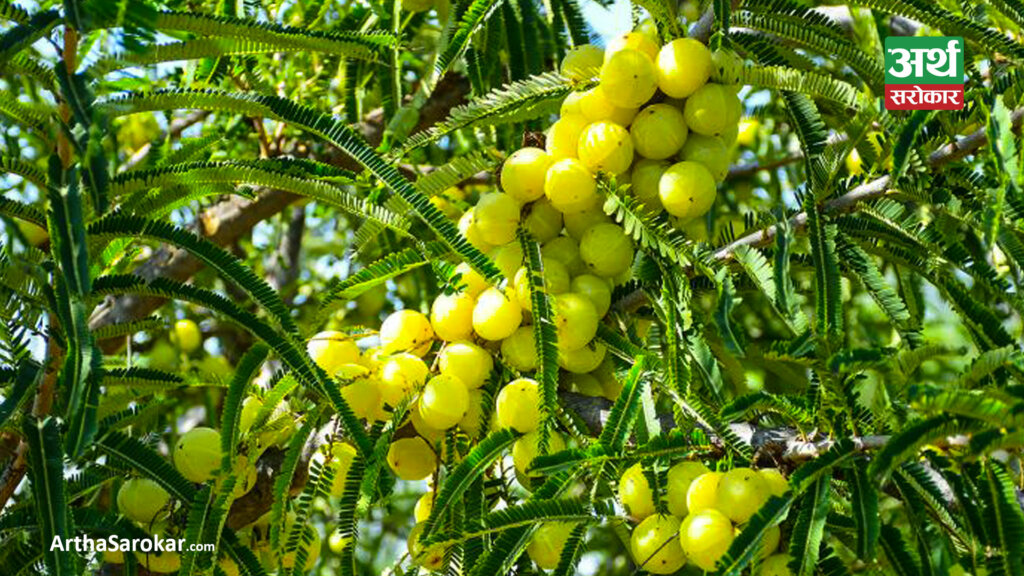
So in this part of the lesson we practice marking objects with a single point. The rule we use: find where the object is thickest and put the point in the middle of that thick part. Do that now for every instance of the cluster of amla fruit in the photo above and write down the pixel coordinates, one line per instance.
(706, 510)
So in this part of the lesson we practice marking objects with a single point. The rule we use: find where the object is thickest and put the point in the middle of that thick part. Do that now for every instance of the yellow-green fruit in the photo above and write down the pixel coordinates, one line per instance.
(496, 217)
(471, 280)
(141, 499)
(710, 152)
(741, 493)
(644, 43)
(658, 131)
(400, 375)
(361, 393)
(444, 402)
(546, 545)
(159, 563)
(526, 448)
(342, 455)
(412, 458)
(312, 549)
(605, 147)
(597, 290)
(704, 492)
(711, 110)
(635, 493)
(186, 335)
(543, 221)
(407, 330)
(563, 136)
(471, 421)
(566, 250)
(555, 275)
(497, 315)
(466, 361)
(522, 173)
(777, 485)
(577, 223)
(519, 350)
(583, 62)
(467, 225)
(569, 186)
(518, 405)
(606, 250)
(331, 350)
(687, 190)
(417, 5)
(576, 320)
(629, 78)
(452, 317)
(430, 558)
(197, 454)
(775, 565)
(681, 477)
(595, 107)
(655, 546)
(508, 258)
(706, 537)
(683, 66)
(582, 360)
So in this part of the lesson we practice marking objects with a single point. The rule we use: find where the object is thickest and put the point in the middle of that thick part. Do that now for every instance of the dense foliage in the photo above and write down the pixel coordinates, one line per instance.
(321, 284)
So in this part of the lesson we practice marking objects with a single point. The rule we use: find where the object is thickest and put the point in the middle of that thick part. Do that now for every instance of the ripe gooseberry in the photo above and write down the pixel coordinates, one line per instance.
(605, 147)
(197, 454)
(443, 402)
(569, 186)
(411, 458)
(466, 361)
(452, 317)
(658, 131)
(635, 492)
(654, 545)
(141, 499)
(683, 66)
(496, 315)
(518, 405)
(606, 250)
(629, 78)
(687, 190)
(407, 330)
(706, 537)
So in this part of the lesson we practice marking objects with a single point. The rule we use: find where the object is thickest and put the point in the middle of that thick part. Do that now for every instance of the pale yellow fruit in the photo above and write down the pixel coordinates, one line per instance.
(407, 330)
(563, 136)
(400, 375)
(526, 449)
(655, 546)
(331, 350)
(496, 217)
(605, 147)
(595, 107)
(658, 131)
(452, 317)
(411, 458)
(635, 493)
(683, 66)
(466, 361)
(569, 186)
(687, 190)
(518, 405)
(629, 78)
(497, 315)
(522, 173)
(583, 62)
(680, 478)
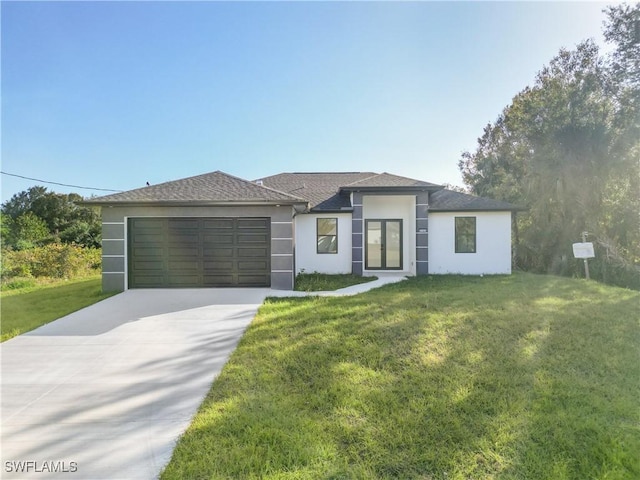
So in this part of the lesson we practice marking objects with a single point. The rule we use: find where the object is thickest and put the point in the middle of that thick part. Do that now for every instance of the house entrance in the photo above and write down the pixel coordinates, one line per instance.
(383, 244)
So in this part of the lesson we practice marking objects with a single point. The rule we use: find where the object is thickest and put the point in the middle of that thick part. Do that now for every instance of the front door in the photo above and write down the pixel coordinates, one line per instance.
(383, 239)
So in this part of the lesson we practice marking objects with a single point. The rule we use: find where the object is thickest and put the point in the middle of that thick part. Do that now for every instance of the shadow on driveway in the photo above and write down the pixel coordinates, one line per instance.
(105, 392)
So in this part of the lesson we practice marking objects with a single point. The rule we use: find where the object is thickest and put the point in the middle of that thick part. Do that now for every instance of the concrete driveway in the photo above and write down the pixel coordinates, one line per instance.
(104, 393)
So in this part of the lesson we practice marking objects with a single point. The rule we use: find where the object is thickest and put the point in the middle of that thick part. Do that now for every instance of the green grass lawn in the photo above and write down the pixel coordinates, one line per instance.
(505, 377)
(321, 282)
(24, 309)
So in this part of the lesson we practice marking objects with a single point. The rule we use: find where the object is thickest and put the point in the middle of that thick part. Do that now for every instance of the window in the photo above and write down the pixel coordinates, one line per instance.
(327, 235)
(465, 234)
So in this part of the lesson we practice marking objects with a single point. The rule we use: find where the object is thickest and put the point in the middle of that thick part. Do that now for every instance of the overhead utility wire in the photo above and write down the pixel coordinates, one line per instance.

SHORT EXERCISE:
Rewrite all the items above as a Markdown table with two columns, Row for a running number and Item line for the line itself. Omit blank lines and leave the pictures out of the answer.

ANSWER BELOW:
| Row | Item line |
|---|---|
| 1 | So in this part of the lesson we practice marking objects with a single point. The rule we use: find where the object is thickest and put the point in the middle of that thick part. Do that now for every instance of the cluster of amla fruit in the photo above and write down the pixel coordinates, one line per instance. |
| 2 | (706, 510) |
| 3 | So in this part of the lesson we practice marking objects with a single point. The rule we use: find where the object is thickest and put the point in the middle of that thick part. Do that now for every instance of the yellow-green fruit in the photo above and write down the pixel coordinates, one line per instance. |
| 4 | (496, 217) |
| 5 | (471, 280) |
| 6 | (141, 499) |
| 7 | (710, 152) |
| 8 | (741, 493) |
| 9 | (644, 43) |
| 10 | (658, 131) |
| 11 | (400, 375) |
| 12 | (361, 393) |
| 13 | (444, 402) |
| 14 | (546, 545) |
| 15 | (159, 563) |
| 16 | (526, 448) |
| 17 | (342, 455) |
| 18 | (412, 458) |
| 19 | (312, 549) |
| 20 | (605, 147) |
| 21 | (597, 290) |
| 22 | (704, 492) |
| 23 | (711, 110) |
| 24 | (635, 493) |
| 25 | (186, 335) |
| 26 | (543, 221) |
| 27 | (407, 330) |
| 28 | (563, 136) |
| 29 | (471, 421) |
| 30 | (566, 250) |
| 31 | (555, 275) |
| 32 | (497, 315) |
| 33 | (466, 361) |
| 34 | (522, 173) |
| 35 | (777, 485) |
| 36 | (577, 223) |
| 37 | (519, 350) |
| 38 | (583, 62) |
| 39 | (467, 225) |
| 40 | (569, 186) |
| 41 | (518, 405) |
| 42 | (606, 250) |
| 43 | (331, 350) |
| 44 | (687, 190) |
| 45 | (417, 5) |
| 46 | (576, 320) |
| 47 | (629, 78) |
| 48 | (452, 317) |
| 49 | (430, 558) |
| 50 | (197, 454) |
| 51 | (775, 565) |
| 52 | (681, 477) |
| 53 | (595, 107) |
| 54 | (655, 546) |
| 55 | (508, 258) |
| 56 | (706, 537) |
| 57 | (683, 66) |
| 58 | (582, 360) |
| 59 | So in this part of the lesson we practice marking objects with a single point. The rule we use: find where the object is thickest and put the point in the middle of that thick part. Do that now for every instance of the dense foliage in the photo above and write down the pixel coordinates, one line per instance. |
| 60 | (321, 284) |
| 61 | So in this part of the lesson we practice marking objects with a single point. The rule we use: find where the object is thickest and put the point in the middle of that thick part. Do that now for every instance of the ripe gooseberry in the photo above and write down the pixel coordinates, one line per instance. |
| 62 | (605, 147) |
| 63 | (197, 454) |
| 64 | (443, 402) |
| 65 | (569, 186) |
| 66 | (411, 458) |
| 67 | (466, 361) |
| 68 | (452, 317) |
| 69 | (658, 131) |
| 70 | (635, 492) |
| 71 | (654, 545) |
| 72 | (141, 499) |
| 73 | (683, 66) |
| 74 | (496, 315) |
| 75 | (518, 405) |
| 76 | (606, 250) |
| 77 | (629, 78) |
| 78 | (687, 190) |
| 79 | (407, 330) |
| 80 | (706, 537) |
| 81 | So in this part of the lesson we practice marking objects with a single point. The rule we use: find where the object is thickest and put the point in the middle of that thick part. Do that now for every instance of the pale yellow fruit in the photo above and write down the pixel coordinates, one line per instance. |
| 82 | (407, 330) |
| 83 | (563, 136) |
| 84 | (400, 375) |
| 85 | (526, 449) |
| 86 | (655, 546) |
| 87 | (331, 350) |
| 88 | (496, 217) |
| 89 | (605, 147) |
| 90 | (595, 107) |
| 91 | (658, 131) |
| 92 | (452, 317) |
| 93 | (411, 458) |
| 94 | (635, 493) |
| 95 | (683, 66) |
| 96 | (466, 361) |
| 97 | (569, 186) |
| 98 | (687, 190) |
| 99 | (518, 405) |
| 100 | (629, 78) |
| 101 | (497, 315) |
| 102 | (522, 173) |
| 103 | (583, 62) |
| 104 | (680, 478) |
| 105 | So in this part of the lesson we practice marking objects with a single point. The rule we use: find where the object is thickest and put the point in the middle of that thick part. Do that now for every instance of the house entrance in the photo above and write down the pixel coordinates, one line per instance. |
| 106 | (383, 244) |
| 107 | So in this part of the lesson we practice marking objects with a single point. The rule we use: find where the object is thickest and put the point in the middle of that thick part. Do that now for every instance of the front door in the photo above and write down the pixel coordinates, one line per instance. |
| 108 | (383, 239) |
| 109 | So in this part of the lesson we practice marking objects with a single point. The rule we use: find where the object is thickest and put the point in the middle of that thick part. Do that now for every instance of the shadow on driveway in the photo above and write down the pixel coordinates, one line per instance. |
| 110 | (105, 392) |
| 111 | So in this part of the lesson we practice marking objects with a single point. The rule we use: find where the object is thickest and put the point in the middle of that thick part. Do that now for every instance of the concrete driveway in the photo above and write down the pixel coordinates, one line per instance. |
| 112 | (104, 393) |
| 113 | So in this part of the lesson we practice marking objects with a single point. The rule we use: find where the object is thickest and put the point in the middle of that thick part. Do that now for every instance of the green grass lawn in the photo above and write down the pixel coordinates, one line per instance. |
| 114 | (505, 377) |
| 115 | (321, 282) |
| 116 | (24, 309) |
| 117 | So in this part of the lesson we practice marking objects with a single point. The rule we use: find where the object is thickest and put the point in the middle of that thick part. Do that now for every instance of the window in the photo above and write down the pixel coordinates, one line per instance. |
| 118 | (327, 235) |
| 119 | (465, 234) |
| 120 | So in this part of the lesson we practice marking objects with a single point. The rule we use: find where the object is thickest and put the point in the middle of that thick part. Do that now for every instance of the overhead utility wire in the photo above and write down the pixel coordinates, one line per instance. |